-- Aim A --
Condense the paragraph of the SunZia article that begins "In May 2023" into a short bulleted list that keeps its main facts.
-- Aim B --
Answer these questions from the SunZia article, one answer per line, marked like the questions:
(i) Who is named as the author?
(ii) Which agency approved the project, and in what month and year?
(iii) Roughly how many miles of land do the transmission lines cross?
-- Aim C --
Go on with the SunZia article, starting after its final sentence.

-- Page extract --

SunZia Transmission Project: Balancing Renewable Energy with Tribal and Environmental Concerns

By Cathryn Newman. 

The SunZia Transmission Project 

In May 2023, the Department of the Interior’s Bureau of Land Management (BLM) approved the largest wind project in the Western Hemisphere and in U.S. History, the SunZia Transmission Project (SunZia). SunZia is a privately funded project comprising a 3.5-gigawatt wind farm in New Mexico and two 500-kilovolt above-ground transmission lines across approximately 550 miles of federal, state, and private lands between central New Mexico and Arizona. The goal of this project is to transport up to 4,500 megawatts of renewable energy generated by the wind farm to more than three million Americans in New Mexico, Arizona, and California. Secretary of the Interior Deb Haaland stated, “[t]he SunZia Transmission Project will accelerate our nation’s transition to a clean energy economy by unlocking renewable resources, creating jobs, lowering costs, and boosting local economies.” SunZia is one of over two dozen planned transmission lines, which are all vital to the Biden-Harris administration’s climate goal of reaching net zero greenhouse gas emissions from the power sector by 2035.

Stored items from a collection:
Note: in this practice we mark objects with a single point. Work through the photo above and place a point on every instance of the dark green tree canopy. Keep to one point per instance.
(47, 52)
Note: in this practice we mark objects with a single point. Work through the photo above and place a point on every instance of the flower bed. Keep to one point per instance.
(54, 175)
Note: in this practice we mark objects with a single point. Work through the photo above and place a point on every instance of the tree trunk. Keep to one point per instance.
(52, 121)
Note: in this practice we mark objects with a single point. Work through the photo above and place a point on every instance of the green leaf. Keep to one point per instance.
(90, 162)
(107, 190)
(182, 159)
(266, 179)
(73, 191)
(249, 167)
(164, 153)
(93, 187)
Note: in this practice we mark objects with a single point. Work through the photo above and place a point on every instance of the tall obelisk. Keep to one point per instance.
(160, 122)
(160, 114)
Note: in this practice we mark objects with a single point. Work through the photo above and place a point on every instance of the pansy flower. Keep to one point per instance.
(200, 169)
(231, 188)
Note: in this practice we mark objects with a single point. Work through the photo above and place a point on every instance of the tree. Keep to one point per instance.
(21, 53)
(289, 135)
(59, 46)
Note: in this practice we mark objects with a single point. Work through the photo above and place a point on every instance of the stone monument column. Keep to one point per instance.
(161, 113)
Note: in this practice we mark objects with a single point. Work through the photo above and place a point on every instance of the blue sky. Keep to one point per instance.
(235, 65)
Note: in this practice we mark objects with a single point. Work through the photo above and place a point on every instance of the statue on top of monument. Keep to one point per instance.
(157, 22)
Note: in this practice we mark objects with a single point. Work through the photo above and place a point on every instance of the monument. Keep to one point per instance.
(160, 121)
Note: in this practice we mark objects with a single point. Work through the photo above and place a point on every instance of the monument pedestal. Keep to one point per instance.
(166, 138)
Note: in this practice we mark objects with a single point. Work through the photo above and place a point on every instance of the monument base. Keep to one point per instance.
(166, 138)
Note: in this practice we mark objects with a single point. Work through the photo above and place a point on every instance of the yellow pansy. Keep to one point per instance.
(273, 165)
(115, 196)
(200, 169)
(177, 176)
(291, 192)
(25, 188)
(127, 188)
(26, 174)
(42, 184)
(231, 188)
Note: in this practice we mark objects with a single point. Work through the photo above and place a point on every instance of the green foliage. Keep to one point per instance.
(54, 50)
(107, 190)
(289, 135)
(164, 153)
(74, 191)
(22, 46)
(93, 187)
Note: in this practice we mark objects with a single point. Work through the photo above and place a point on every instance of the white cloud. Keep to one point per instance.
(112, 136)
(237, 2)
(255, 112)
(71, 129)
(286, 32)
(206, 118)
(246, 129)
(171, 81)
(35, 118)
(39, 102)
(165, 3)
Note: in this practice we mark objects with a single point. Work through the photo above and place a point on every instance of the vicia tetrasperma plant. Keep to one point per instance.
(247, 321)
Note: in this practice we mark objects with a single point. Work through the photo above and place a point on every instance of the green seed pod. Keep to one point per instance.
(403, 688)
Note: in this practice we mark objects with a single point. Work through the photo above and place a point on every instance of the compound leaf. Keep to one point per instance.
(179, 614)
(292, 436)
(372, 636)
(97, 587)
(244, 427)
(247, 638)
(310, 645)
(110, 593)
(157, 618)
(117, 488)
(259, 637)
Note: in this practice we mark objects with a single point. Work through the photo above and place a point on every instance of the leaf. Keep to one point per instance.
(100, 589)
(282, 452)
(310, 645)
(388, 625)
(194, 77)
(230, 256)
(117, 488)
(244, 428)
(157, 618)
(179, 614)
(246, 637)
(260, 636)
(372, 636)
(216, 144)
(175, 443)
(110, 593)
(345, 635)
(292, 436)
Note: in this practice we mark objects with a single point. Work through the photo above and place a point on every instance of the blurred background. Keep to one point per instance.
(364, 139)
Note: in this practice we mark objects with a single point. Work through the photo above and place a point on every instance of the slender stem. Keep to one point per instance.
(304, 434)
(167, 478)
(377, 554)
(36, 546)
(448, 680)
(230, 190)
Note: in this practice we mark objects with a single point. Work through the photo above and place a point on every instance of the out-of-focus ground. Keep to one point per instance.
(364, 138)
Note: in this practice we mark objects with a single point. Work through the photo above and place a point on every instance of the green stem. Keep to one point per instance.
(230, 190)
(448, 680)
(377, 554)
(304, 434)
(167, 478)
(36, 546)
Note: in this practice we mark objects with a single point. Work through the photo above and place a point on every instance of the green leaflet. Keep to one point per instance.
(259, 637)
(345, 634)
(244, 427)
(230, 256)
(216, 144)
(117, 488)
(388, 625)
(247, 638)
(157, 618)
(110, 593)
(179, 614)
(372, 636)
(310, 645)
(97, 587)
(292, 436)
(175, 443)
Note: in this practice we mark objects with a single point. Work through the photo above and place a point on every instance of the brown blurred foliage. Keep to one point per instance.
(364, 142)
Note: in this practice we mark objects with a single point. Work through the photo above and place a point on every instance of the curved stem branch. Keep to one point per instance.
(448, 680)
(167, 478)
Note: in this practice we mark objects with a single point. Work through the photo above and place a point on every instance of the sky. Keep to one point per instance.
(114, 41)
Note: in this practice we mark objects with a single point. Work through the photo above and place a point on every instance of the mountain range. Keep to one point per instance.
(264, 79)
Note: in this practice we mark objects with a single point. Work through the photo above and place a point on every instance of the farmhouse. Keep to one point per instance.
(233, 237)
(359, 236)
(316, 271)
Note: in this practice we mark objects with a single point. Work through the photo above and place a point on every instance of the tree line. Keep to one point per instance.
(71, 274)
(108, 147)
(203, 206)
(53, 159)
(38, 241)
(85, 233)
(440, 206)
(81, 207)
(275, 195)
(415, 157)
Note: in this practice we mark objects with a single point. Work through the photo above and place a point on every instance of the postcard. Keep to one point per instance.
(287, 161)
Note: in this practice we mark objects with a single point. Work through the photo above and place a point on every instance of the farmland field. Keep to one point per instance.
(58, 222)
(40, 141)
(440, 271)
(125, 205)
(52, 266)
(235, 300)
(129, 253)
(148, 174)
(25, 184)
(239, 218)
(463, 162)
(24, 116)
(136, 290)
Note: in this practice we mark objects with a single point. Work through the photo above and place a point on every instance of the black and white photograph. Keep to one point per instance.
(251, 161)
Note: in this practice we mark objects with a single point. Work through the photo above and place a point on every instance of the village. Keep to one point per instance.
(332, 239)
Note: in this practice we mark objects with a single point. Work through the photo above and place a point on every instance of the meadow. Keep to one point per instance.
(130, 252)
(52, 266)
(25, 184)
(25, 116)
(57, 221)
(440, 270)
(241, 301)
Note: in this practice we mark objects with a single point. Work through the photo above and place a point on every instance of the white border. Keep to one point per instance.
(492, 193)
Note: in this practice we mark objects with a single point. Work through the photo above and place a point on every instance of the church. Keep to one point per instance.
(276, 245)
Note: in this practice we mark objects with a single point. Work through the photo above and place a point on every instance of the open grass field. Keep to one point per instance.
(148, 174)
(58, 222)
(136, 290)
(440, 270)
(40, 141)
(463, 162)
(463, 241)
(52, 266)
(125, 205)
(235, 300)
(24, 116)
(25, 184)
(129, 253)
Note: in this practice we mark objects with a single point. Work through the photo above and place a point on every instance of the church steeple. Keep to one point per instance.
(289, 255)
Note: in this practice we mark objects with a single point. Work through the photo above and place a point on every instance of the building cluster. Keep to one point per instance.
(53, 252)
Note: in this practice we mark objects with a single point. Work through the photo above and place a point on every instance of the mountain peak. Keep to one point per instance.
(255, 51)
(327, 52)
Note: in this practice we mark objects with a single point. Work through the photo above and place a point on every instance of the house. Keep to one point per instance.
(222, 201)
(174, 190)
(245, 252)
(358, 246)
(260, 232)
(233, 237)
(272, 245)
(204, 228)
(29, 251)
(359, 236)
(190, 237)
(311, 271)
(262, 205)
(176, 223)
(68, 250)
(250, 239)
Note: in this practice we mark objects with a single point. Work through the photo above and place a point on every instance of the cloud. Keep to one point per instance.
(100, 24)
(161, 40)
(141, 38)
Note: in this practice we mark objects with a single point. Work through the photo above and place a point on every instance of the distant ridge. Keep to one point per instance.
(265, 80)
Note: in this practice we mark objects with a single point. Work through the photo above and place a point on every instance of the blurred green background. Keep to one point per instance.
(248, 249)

-- Exercise response A --
- In May 2023, the Bureau of Land Management approved SunZia, the largest wind project in the Western Hemisphere and in U.S. history.
- The privately funded project combines a 3.5-gigawatt wind farm in New Mexico with two 500-kilovolt above-ground transmission lines.
- The lines run about 550 miles across federal, state, and private lands between central New Mexico and Arizona.
- Its aim is to carry up to 4,500 megawatts of wind power to more than three million Americans in New Mexico, Arizona, and California.
- Secretary of the Interior Deb Haaland said it will speed the shift to a clean energy economy by unlocking renewable resources, creating jobs, lowering costs, and boosting local economies.
- SunZia is one of over two dozen planned transmission lines that support the Biden-Harris goal of net zero greenhouse gas emissions from the power sector by 2035.

-- Exercise response B --
(i) Cathryn Newman
(ii) The Department of the Interior's Bureau of Land Management (BLM), in May 2023
(iii) Approximately 550 miles

-- Exercise response C --
Southwestern Power Group, a Phoenix-based developer, conceived the idea for SunZia in 2006. As the first project of its kind and size, it has overcome significant hurdles in the past 17 years before receiving final approval. BLM evaluated the project through the National Environmental Policy Act (NEPA) from 2009 to 2015 and issued a right-of-way grant (ROW) for the project’s construction route on federal lands in 2016. However, numerous setbacks, including challenges by environmental groups, local communities, and tribes and subsequent amendments requested by SunZia developers, halted BLM’s issuance of a Final Environmental Impact Statement (FEIS) and ROW until February of 2023. 

SunZia began construction in 2023 after Pattern Energy Group LP, the developer behind the project, secured over 11 billion dollars in funding. The transmission lines are supposed to be available for commercial operation by 2026.  

Tohono O’odham Nation et. al. v. United States Department of Interior et. al.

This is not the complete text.